(Extrait du document):

● ● ● ● ●

Le problème c’est qu’à l’extérieur, vous ne pouvez pas voir la réalité
de tout ce qu’il se passe à l’intérieur. Voilà, ce qu’on est en train de
vivre ici, c’est de l’exploitation moderne, ça. Tout est cher ici, le
café est cher, c’est pas la loi ça, c’est interdit par la loi. Et puis,
à la fin, ils nous font comme des colis, ils nous renvoient dans des
pays où ils ont des problèmes graves. Ici, quand vous demandez l’asile,
il n’y a que des réponses négatives. Jamais j’ai vu quelqu’un ici
obtenir un statut de réfugié. Tout ça n’est pas respecté, ils essaient
de bafouer les lois. Ici, on n’est pas en détention, en détention on
perd les droits mais ici on est en rétention, donc on a notre droit . Si
on sort, on va écrire ça dans les médias, mais à l’heure actuelle, on a
un pied à l’extérieur et on a un pied à l’intérieur, c’est pas nous qui
décidons. Ils ne font pas valoir nos droits, c’est eux qui décident...
c’est l’argent, voilà. »
4ème personne :
« Moi ça fait deux mois que je suis marié avec une française et sur un
simple contrôle, à Villeparisis, ils m’ont mis en rétention. Ils ( au
tribunal administratif ) m’ont dit que j’allais être reconduit à la
frontière. Ils m’ont dit : « Monsieur vous êtes marié avec une femme
française mais vous avez pas le droit de rester ici en France ». La
préfecture m’a demandé une attestation qui dit que mon passeport est
bien valable encore trois mois. Le consulat d’ Algérie m’a délivré cette
attestation qui remplace le passeport et quand je le présente au
tribunal administratif, ils le refusent. Je n’ai pas compris. En plus de
ça, je leur ai dit que si je pars dans le centre ma femme et moi on sera
à la rue, puisqu’on a pas payé le loyer depuis quinze jours, depuis que
je suis ici. Ma femme est venue et elle a présenté l’original du livret
de famille à l’audience. Elle a dit « c’est mon mari, on s’est marié le
4 octobre 2010 à la mairie de Cergy » mais ils voulaient rien savoir,
rien entendre. Le juge n’a même pas regardé les papiers que j’ ai
fournis. En plus de ça dans le centre de rétention il y a des toilettes
insalubres. Il fait -5° et il n’y a pas de chauffage, les couvertures
sont sales. La nourriture est dégueulasse même des chiens ne mangeraient
pas ça. Tout le monde jette ses plats et ne mange pratiquement rien.

● ● ● ● ●

(Entrées enregistrées)

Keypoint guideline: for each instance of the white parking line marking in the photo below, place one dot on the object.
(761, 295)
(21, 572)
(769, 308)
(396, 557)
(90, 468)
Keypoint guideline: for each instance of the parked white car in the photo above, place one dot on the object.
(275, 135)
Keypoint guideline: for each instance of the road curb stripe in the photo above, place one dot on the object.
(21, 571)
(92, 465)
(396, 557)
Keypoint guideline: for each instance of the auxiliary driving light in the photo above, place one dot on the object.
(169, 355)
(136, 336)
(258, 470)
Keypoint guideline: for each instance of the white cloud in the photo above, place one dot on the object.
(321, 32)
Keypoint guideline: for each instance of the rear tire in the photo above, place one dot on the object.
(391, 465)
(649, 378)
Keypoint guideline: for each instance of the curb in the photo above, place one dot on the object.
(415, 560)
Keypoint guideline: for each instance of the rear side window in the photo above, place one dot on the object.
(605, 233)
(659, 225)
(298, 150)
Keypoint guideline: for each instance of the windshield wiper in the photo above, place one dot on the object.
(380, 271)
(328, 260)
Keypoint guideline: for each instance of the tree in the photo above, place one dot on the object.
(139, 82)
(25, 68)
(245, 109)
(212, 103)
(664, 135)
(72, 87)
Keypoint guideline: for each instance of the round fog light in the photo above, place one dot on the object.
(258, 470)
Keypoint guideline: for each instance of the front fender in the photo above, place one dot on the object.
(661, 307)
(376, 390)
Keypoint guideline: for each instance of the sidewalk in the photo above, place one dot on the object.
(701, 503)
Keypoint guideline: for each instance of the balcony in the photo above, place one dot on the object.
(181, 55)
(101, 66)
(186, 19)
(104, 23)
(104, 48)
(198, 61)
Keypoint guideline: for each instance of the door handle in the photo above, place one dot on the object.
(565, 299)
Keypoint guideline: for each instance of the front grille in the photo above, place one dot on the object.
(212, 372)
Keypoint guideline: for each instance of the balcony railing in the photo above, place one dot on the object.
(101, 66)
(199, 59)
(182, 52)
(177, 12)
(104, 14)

● ● ● ● ●

(Tâches à réaliser):
• a. Les affirmations suivantes concordent-elles avec le témoignage sur le centre de rétention ? Répondez à chacune par oui ou non, avec les mots décisifs du témoignage cités tels quels : (i) la quatrième personne s’est mariée à la mairie de Cergy ; (ii) le centre de rétention est chauffé ; (iii) le consulat d’Algérie a refusé de délivrer une attestation.
• b. Pouvez-vous reprendre le témoignage sur le centre de rétention à partir de sa dernière phrase et le poursuivre ?

(Résultats obtenus):
• a.
(i) Oui : « on s’est marié le 4 octobre 2010 à la mairie de Cergy ».
(ii) Non : « Il fait -5° et il n’y a pas de chauffage ».
(iii) Non : « Le consulat d’ Algérie m’a délivré cette attestation ».

• b.
C’est abominable, c’est invivable. Y’a des gens qui sont malades, y’en a
qui font des crises d’épilepsie. Y’en a un qui a fait une crise
d’épilepsie et les policiers ont dit que c’était pas vrai, qu’il faisait
semblant. Quand le médecin est arrivé, il a confirmé que c’était une
crise d’ épilepsie parce que les policiers ne voulaient pas y croire. Il
est parti à l’hôpital de Meaux et ils l’ont ramené ici. Mais maintenant
il est dépressif, enfin ils lui donnent des antidépresseurs, il mange
des cachets pour dormir. Ça fait dix jours que je le connais, il était
normal avant et là c’est devenu pratiquement... un fou ! Il se comporte
maintenant comme un malade, il peut pas dormir sans cachets. Des fois, à
-2°, il enlève ses pulls, il se met torse-nu et il se met à courir la
nuit. Y’a personne qui veut lui donner au moins un médicament, parce que
s’il ne prend pas de médicaments il ne peut pas dormir. C’est invivable.
Quand je vois des personnes comme ça, j’espère que je vais pas finir
comme lui, j’ai peur de finir comme lui. Ça fait deux jours que j’ai pas
mangé parce que la bouffe, tu peux même pas la donner à ton chien. On a
fait deux pétitions aujourd’hui, hier on a fait une pétition et on a
reçu aucune réponse. »
Nous avons appris que cette personne s’est faite expulser le lendemain.
Ses co-retenus racontent que les policiers sont venus le chercher à 6h
du matin et qu’il a été scotché avant d’être emmené.